Artificial covalent linkage of bacterial acyl carrier proteins for fatty acid production

March 24, 2020

Title

Artificial covalent linkage of bacterial acyl carrier proteins for fatty acid production

Author

Carlos Rullán-Lind, Melissa Ortiz-Rosario, Andrea García-González, Vivian Stojanoff, Nataliya E. Chorna, Ruth B. Pietri, Abel Baerga-Ortiz

Year

2019

Journal

Scientific Reports

Abstract

Acyl carrier proteins (ACPs) are essential to the production of fatty acids. In some species of marine bacteria, ACPs are arranged into tandem repeats joined by peptide linkers, an arrangement that results in high fatty acid yields. By contrast, Escherichia coli, a relatively low producer of fatty acids, uses a single-domain ACP. In this work, we have engineered the native E. coli ACP into tandem di- and tri-domain constructs joined by a naturally occurring peptide linker from the PUFA synthase of Photobacterium profundum. The size of these tandem fused ACPs was determined by size exclusion chromatography to be higher (21 kDa, 36 kDa and 141 kDa) than expected based on the amino acid sequence (12 kDa, 24 kDa and 37 kDa, respectively) suggesting the formation of a flexible extended conformation. Structural studies using small-angle X-ray scattering (SAXS), confirmed this conformational flexibility. The thermal stability for the di- and tri-domain constructs was similar to that of the unfused ACP, indicating a lack of interaction between domains. Lastly, E. coli cultures harboring tandem ACPs produced up to 1.6 times more fatty acids than wild-type ACP, demonstrating the viability of ACP fusion as a method to enhance fatty acid yield in bacteria.

> _SOURCE MATERIAL_:
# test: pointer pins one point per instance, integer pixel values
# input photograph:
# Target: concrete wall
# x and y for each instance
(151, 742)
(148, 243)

> _ACTION ITEM_:
Please summarize the abstract on linked acyl carrier proteins in two sentences.

> _ANSWER BOX_:
Some marine bacteria arrange acyl carrier proteins (ACPs) in tandem repeats that give high fatty acid yields, so the researchers fused the single-domain ACP of Escherichia coli into di- and tri-domain constructs joined by a natural peptide linker from the PUFA synthase of Photobacterium profundum. The fused proteins measured larger than their sequences predicted and proved structurally flexible, had thermal stability similar to the unfused ACP, and raised fatty acid output in E. coli cultures by up to 1.6 times over wild-type ACP.